▸ Requirements
According to the Workflow Runner page below, why should a workflow define an input whose type is set to `Directory`?

▸ Excerpt provided
══════

Workflow workspace access

While workflow inputs can be freely defined in the CWL definition, and the workflow itself can load and process data however required, including loading it from external sources, the Workflow Runner also provides some advanced functionality to load inputs from various sources more simply, including loading private workspace data that is hosted on the Hub.

The Workflow Runner provides functionality to load STAC Items in an additional STAGEIN step that is run ahead of any workflow steps, whenever a particular input type is used in the workflow. We will discuss this additional functionality later in this page.

The simplest example is just to pass in a public URL pointing to a STAC item as a Directory input, the Workflow Runner will call that URL and download the data as a STAC Catalog, provided it is public, ready for processing. This URL can of course be data taken directly from the DataHub Resource Catalog, for example this Sentinel2_ARD item could be used as an input.

However, if you wish to pass in data from your own workspace, for example when trying to process private data, the WR supports passing in data files from both S3 Object Stores and AWS Block Stores.

Workflow Runner Stage In

In order to make sure the STAGEIN step is run for your workflow, you need to define an input with the type set to `Directory`.

inputs:
  stac:
    label: the image to convert as a STAC item
    doc: the image to convert as a STAC item
    type: Directory

This will trigger the STAGEING step to run before your workflow executes, loading and saving the STAC Item locally in it's own STAC catalog.

The simplest example when using the Workflow Runner STAGEIN step is to define the STAC Item via a public URL. An example workflow can be found here. Note, the STAC Item must be available publicly (as JSON), as well as any assets within the item you wish to download for processing.

{
  "inputs": {
    "stac": "https://raw.githubusercontent.com/EOEPCA/convert/refs/heads/main/stac/eoepca-logo.json"
  }
}

In our first example we will pass in a public URL pointing to a STAC item as a Directory input, the Workflow Runner will make a request to that URL and download the data, constructing a new STAC Catalog, ready for processing in your workflow steps. The directory containing this new STAC Catalog will then be passed as an input to your workflow, which can then find and use the Catalog dataset.

stacItemFile="$(cat "${dir}/catalog.json" | jq -r '[.links[] | select(.rel == "item")][0].href')"

This URL can also be for data available publicly on the DataHub, for example this Sentinel2_ARD item could be used as an input in the same way.

══════

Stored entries
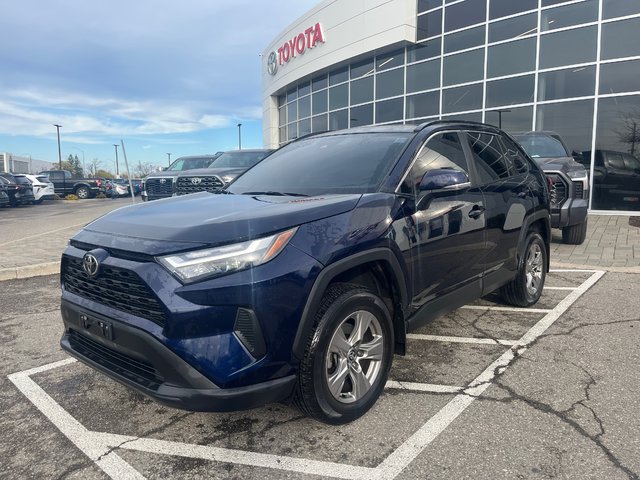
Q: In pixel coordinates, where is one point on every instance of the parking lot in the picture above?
(485, 392)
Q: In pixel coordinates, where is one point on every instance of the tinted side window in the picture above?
(487, 153)
(443, 150)
(518, 162)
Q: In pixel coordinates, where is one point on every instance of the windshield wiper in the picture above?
(278, 194)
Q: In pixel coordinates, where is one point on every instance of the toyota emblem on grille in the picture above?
(90, 264)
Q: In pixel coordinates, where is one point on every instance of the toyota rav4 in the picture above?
(300, 280)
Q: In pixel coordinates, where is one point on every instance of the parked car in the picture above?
(301, 279)
(222, 171)
(4, 194)
(19, 189)
(616, 179)
(161, 184)
(43, 188)
(64, 184)
(569, 183)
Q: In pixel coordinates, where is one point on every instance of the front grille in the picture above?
(156, 188)
(186, 185)
(115, 287)
(558, 190)
(137, 371)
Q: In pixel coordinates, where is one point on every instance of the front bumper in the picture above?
(136, 359)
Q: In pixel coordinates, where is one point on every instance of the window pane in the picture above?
(513, 27)
(513, 57)
(620, 77)
(390, 60)
(319, 123)
(390, 84)
(362, 90)
(619, 8)
(304, 106)
(462, 98)
(319, 83)
(502, 8)
(573, 121)
(304, 127)
(620, 39)
(568, 47)
(573, 82)
(423, 105)
(569, 15)
(362, 69)
(339, 96)
(464, 39)
(464, 67)
(424, 5)
(423, 76)
(489, 159)
(429, 25)
(616, 185)
(339, 120)
(512, 120)
(422, 51)
(464, 14)
(510, 91)
(319, 102)
(389, 110)
(339, 76)
(361, 115)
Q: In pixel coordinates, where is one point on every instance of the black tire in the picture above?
(342, 305)
(575, 234)
(526, 288)
(83, 192)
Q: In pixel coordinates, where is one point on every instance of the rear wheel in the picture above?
(526, 288)
(83, 192)
(348, 356)
(575, 234)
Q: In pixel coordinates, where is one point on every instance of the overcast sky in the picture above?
(165, 76)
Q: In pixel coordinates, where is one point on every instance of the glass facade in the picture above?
(572, 67)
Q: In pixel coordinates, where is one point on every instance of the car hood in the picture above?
(207, 219)
(558, 164)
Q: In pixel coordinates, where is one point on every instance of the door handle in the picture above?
(476, 211)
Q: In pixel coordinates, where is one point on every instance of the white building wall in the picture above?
(351, 28)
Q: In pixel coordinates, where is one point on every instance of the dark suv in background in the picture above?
(569, 182)
(301, 279)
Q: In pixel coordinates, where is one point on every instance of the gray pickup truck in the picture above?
(568, 183)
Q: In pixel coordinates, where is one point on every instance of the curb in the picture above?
(37, 270)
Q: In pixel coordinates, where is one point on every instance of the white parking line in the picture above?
(97, 445)
(506, 309)
(442, 338)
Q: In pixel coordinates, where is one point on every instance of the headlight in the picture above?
(211, 262)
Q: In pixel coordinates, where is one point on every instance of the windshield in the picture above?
(190, 163)
(238, 159)
(542, 146)
(344, 163)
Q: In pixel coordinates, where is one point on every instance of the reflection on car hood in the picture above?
(209, 219)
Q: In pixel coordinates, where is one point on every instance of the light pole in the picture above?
(117, 170)
(84, 172)
(59, 152)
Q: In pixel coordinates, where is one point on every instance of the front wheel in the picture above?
(526, 288)
(83, 192)
(348, 356)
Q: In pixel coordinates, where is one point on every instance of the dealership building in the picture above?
(571, 67)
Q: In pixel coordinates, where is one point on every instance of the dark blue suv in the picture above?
(300, 280)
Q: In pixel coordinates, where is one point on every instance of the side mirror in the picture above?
(444, 179)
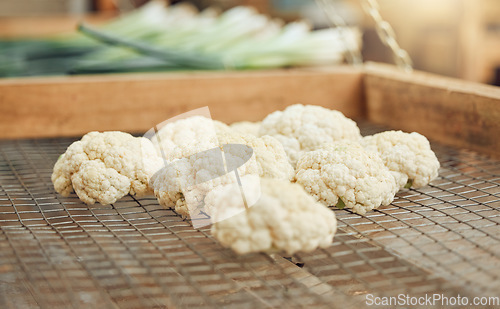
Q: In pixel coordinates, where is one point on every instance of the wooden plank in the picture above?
(69, 106)
(450, 111)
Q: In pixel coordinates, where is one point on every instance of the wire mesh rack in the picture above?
(56, 252)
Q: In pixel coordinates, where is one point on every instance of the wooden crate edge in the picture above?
(450, 111)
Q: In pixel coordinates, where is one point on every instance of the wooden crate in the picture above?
(447, 110)
(450, 111)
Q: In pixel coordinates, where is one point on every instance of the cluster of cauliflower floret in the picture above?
(264, 184)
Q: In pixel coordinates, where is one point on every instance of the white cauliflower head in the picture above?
(247, 127)
(103, 167)
(408, 154)
(184, 183)
(284, 218)
(302, 128)
(188, 136)
(345, 175)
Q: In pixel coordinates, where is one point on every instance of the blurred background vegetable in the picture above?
(157, 37)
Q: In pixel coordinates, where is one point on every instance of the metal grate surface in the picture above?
(56, 252)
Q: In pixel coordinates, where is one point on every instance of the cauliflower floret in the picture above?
(173, 185)
(103, 167)
(247, 127)
(284, 218)
(188, 136)
(302, 128)
(408, 154)
(345, 175)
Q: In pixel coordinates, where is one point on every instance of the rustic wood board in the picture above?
(71, 106)
(450, 111)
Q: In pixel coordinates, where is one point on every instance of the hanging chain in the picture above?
(387, 35)
(353, 55)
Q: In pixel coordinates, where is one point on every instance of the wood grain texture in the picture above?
(447, 110)
(71, 106)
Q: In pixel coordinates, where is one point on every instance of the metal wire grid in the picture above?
(58, 252)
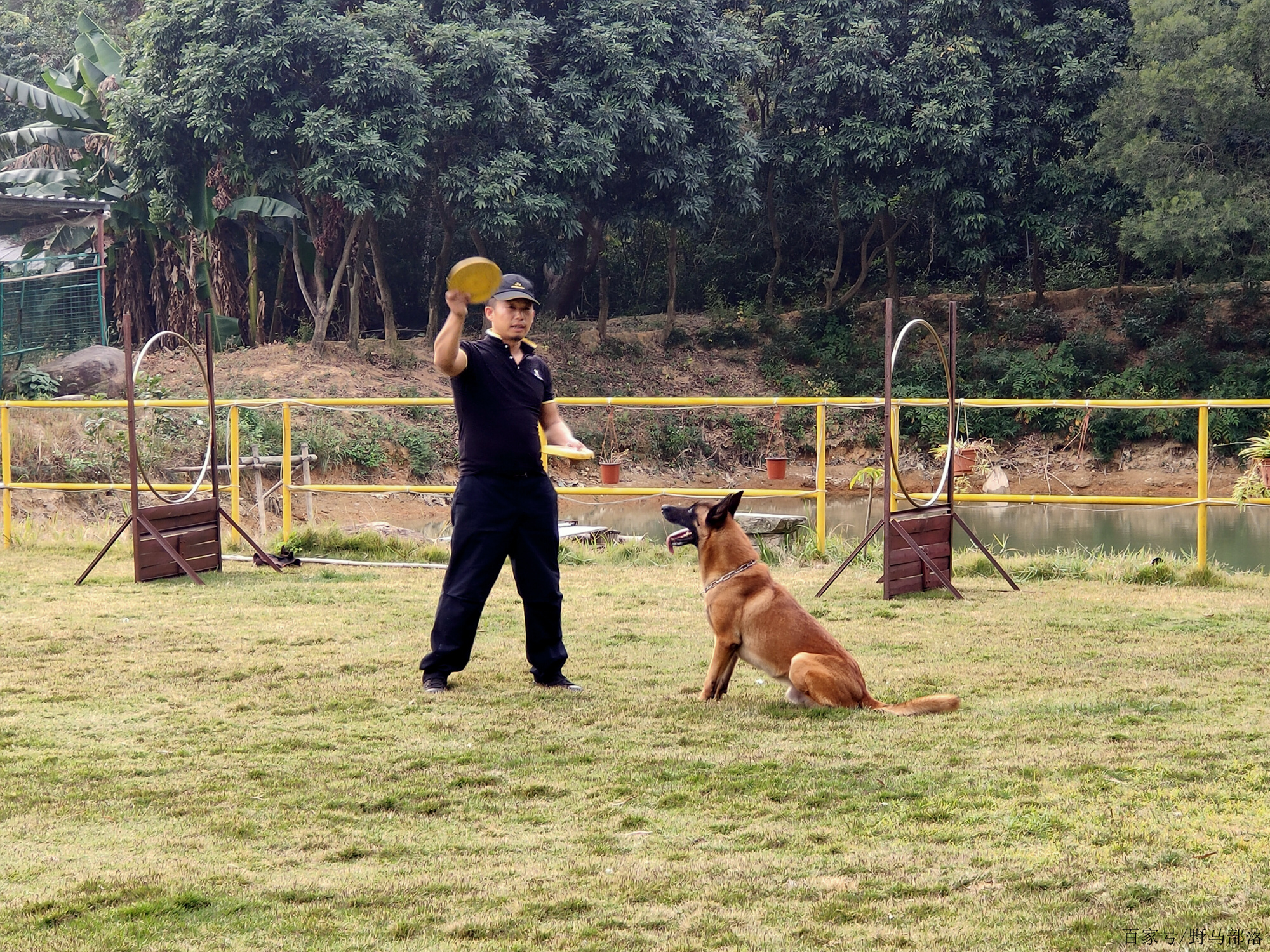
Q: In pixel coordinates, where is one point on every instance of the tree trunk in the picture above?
(867, 257)
(770, 204)
(584, 260)
(603, 322)
(888, 237)
(382, 280)
(279, 290)
(441, 270)
(832, 282)
(355, 296)
(1037, 272)
(255, 319)
(672, 268)
(323, 301)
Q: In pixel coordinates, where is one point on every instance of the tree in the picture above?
(313, 102)
(485, 126)
(643, 116)
(1188, 130)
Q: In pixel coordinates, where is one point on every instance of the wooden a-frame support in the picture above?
(181, 521)
(918, 544)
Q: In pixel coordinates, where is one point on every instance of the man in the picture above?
(505, 505)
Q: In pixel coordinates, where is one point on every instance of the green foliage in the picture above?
(34, 384)
(1184, 130)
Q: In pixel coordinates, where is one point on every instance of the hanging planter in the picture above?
(610, 464)
(775, 458)
(965, 460)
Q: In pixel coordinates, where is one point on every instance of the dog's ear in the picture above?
(721, 511)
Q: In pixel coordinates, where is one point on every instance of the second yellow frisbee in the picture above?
(570, 454)
(479, 277)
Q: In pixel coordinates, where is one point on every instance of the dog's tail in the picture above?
(932, 704)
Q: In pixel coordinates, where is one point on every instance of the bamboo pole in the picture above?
(234, 472)
(1202, 492)
(304, 477)
(286, 472)
(821, 515)
(260, 488)
(6, 478)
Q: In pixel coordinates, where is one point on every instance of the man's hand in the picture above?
(556, 430)
(446, 354)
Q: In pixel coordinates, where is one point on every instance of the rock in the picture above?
(770, 524)
(95, 370)
(998, 483)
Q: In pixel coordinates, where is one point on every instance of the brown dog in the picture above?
(759, 621)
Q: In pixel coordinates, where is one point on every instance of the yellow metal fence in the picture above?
(1201, 501)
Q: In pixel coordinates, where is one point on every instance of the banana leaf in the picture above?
(57, 110)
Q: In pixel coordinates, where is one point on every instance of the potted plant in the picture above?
(775, 458)
(970, 456)
(1255, 483)
(610, 461)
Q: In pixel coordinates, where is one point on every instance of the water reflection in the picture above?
(1235, 539)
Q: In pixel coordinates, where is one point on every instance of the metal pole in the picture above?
(304, 477)
(101, 276)
(6, 477)
(234, 473)
(1202, 492)
(891, 425)
(820, 479)
(286, 472)
(134, 464)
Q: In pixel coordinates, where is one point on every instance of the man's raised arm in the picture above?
(446, 354)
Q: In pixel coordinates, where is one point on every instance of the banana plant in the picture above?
(73, 107)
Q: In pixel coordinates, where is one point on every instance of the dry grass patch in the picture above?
(252, 765)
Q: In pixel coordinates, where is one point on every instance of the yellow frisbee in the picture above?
(479, 277)
(570, 454)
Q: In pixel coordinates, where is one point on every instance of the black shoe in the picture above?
(559, 681)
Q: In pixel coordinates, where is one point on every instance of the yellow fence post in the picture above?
(286, 472)
(6, 477)
(820, 479)
(234, 472)
(1202, 492)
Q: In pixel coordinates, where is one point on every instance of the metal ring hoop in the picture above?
(211, 423)
(891, 436)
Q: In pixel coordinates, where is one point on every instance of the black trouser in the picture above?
(496, 517)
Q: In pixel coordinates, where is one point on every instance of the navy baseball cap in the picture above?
(512, 288)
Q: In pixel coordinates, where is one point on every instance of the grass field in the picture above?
(252, 765)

══════

▸ Result for this exercise
An input of type `Directory` makes the Workflow Runner run its STAGEIN step before any workflow steps. That step loads the STAC Item and saves it locally in its own STAC catalog. The directory holding that catalog is then passed to the workflow as an input, ready for processing.